Set down every line below, word for word.
***** Data to process *****
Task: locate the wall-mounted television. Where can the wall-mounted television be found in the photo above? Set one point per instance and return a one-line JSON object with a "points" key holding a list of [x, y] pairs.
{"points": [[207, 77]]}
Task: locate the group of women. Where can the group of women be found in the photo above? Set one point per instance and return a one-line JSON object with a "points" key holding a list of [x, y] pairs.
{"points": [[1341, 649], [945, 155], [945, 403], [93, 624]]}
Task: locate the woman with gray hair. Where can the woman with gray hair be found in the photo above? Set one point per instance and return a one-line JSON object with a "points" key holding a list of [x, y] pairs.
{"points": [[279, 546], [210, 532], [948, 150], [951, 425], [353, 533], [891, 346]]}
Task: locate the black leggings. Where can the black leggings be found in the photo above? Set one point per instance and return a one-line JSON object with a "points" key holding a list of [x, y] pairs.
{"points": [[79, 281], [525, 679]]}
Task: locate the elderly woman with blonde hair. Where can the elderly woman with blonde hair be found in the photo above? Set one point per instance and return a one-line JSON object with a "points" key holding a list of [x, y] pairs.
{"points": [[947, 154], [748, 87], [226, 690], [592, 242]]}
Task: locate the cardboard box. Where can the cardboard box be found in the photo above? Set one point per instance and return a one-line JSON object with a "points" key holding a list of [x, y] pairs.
*****
### Response to the task
Task: locate the wall-mounted television. Where can the wall-mounted television be found in the photo above? Set one point per instance and return a one-line JSON object with a "points" key holding a list of [x, y] pairs.
{"points": [[207, 77]]}
Task: locate the group of women. Where can the group of women be found in the photo above? Set one point per instance and return a one-line JSON object with a "points" key holding a list of [x, y] pairs.
{"points": [[1341, 649], [945, 155], [945, 403], [93, 624]]}
Task: locate the woman with gray hair. Where can the woman with gray hair be found in the photo above? Set one point per instance and return a one-line JSON object with a "points" key holding a list of [x, y] pairs.
{"points": [[279, 546], [210, 532], [948, 150], [951, 425], [353, 533], [891, 346]]}
Task: locate the black leggings. Where can the black leggings be found in the photo above? Set one point per instance and return a one-line JSON object with a "points" key holding a list of [x, y] pairs.
{"points": [[79, 281], [525, 679]]}
Task: locate the elderly woman with blonde hair. Where can the elderly woman with blonde hair be found in the photo above? Set one point per instance and return a one-line JSON object with a "points" key holding a list of [x, y] pairs.
{"points": [[947, 154], [748, 87], [226, 690], [592, 242]]}
Task: locate the cardboard box. Where can the cardboard box be found in the photo above? Set one point per instance and return a one-line JSON object with a "points" key holding a list of [x, y] pairs.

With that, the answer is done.